* [Reading text]
Content starts

Gastroenterologist, cyclist, cellist, Christian, husband, father, grandfather.

Friday, September 16, 2005

Becoming one with the dirt

My weigh-in this week was a disaster: 200.2 pounds. Adding to the injury, I've been celebrating my birthday this week. Most of my birthdays go unnoticed, the way I like them. This year I've received three birthday cakes, which I have had to sample out of politeness. They were also very good.

I enjoyed a moment of Zen-like bliss this week, as I try to achieve at least some minimal competency at my latest addiction, mountain biking. As I was pedalling along in a secluded park, three Basic Truths of the Universe came to me, and for no charge I'll share them with you.

  • Life is better in the middle ring. Modern mountain bikes have three rings attached to the peddles. The smallest is the "granny gear", named because while you're using it, little old ladies can easily outwalk you. I've spent my time ejoying the safety and slowness of the granny gear. This week I forced myself to use the middle ring, and, guess what? Biking is easier with that gear: you have more speed, more momentum, more stability, and less time to contemplate disaster. It's a paradox, and there's a metaphor in there somewhere I bet.
  • Become one with the dirt. For the first time ever I relaxed, eased up on my death-grip of the handlebars, stopped thinking of my orthopedic surgeon, and just felt the flow of the bike, the trail, our friends the birds, the wonders of Gaia, the pure joy of physical activity in a beautiful relaxing setting.
  • Don't forget that the dirt really doesn't like you. Just as I was going with the flow, I lost focus, caught my handlebars on a rogue tree while attempting a switchback down a hill, and fell on my keister. Thanks to low dose aspirin, I have a wonderful set of bruises up and down my leg, a love-tap from Gaia. I wish she'd keep her hands to herself.

Wednesday, September 07, 2005

True confessions

Thumbing through the New England Journal of Medicine, I come across this paragraph out of a case presentation of Jacob-Creutzfeldt disease, the dreaded neurologic condition related to "Mad Cow Disease":
The patient had been in his usual state of health until approximately four weeks before admission, when he noticed severe fatigue, frequent yawning, and difficulty concentrating; insomnia, intermittent confusion, and unsteadiness of gait developed. During daily activities, he required multiple breaks that he had not needed previously.

Content ends

* [Dataset content]
Content starts

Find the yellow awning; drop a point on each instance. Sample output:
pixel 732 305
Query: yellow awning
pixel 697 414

Content ends

* [Exercise requirements]
1. In the blog excerpt, what did the writer's weigh-in show this week?
2. Carry on the blog excerpt from its last sentence.
You won't need the listing for this.

* [Outputs for the tasks]
1. 200.2 pounds.

2.
Rats. I knew something was wrong with me. There's good reason not to read the New England Journal of Medicine anymore than absolutely necessary.

Since there is only a short time before I start drooling on myself, I better get this off my chest: I have chronic Twinkie poisoning. I know I've made an occasional snide remark about this ailment, but that was only a facade to keep my vast readership from guessing the truth.

During the time that I was prevented by my imagined neurological condition from blogging, I came across several extremely humorous and well-written blogs, my favorite being The Fat Cyclist (google it and you'll find the site; my medical problems prevent me from providing the link). The Fat Cyclist chronicles his weight-loss efforts, reports his weekly weigh-ins, and actually offers prizes to folks if he fails to meet his goals.

This is a great idea, and in my typical fashion I lifted it. There will be some alterations: as my income has plummeted as a result of ever-increasing malpractice premiums, there is no way in Hades that I'm going to offer a nickel if I fail to meet my goals. Before and after photos are also out or the question.

Other than that, I'll provide you with my story about the journey towards Buffness, mixed in with biting commentary regarding the tort-lawyers of this country. I might add that at one of the hospitals there is on office pool for when I break something while mountain biking. The over/under stands at three weeks.

Here goes: height 5' 10". Weight 200.6 lbs. Goals for next Monday: height 6' 0" (just kidding), weight 199.5.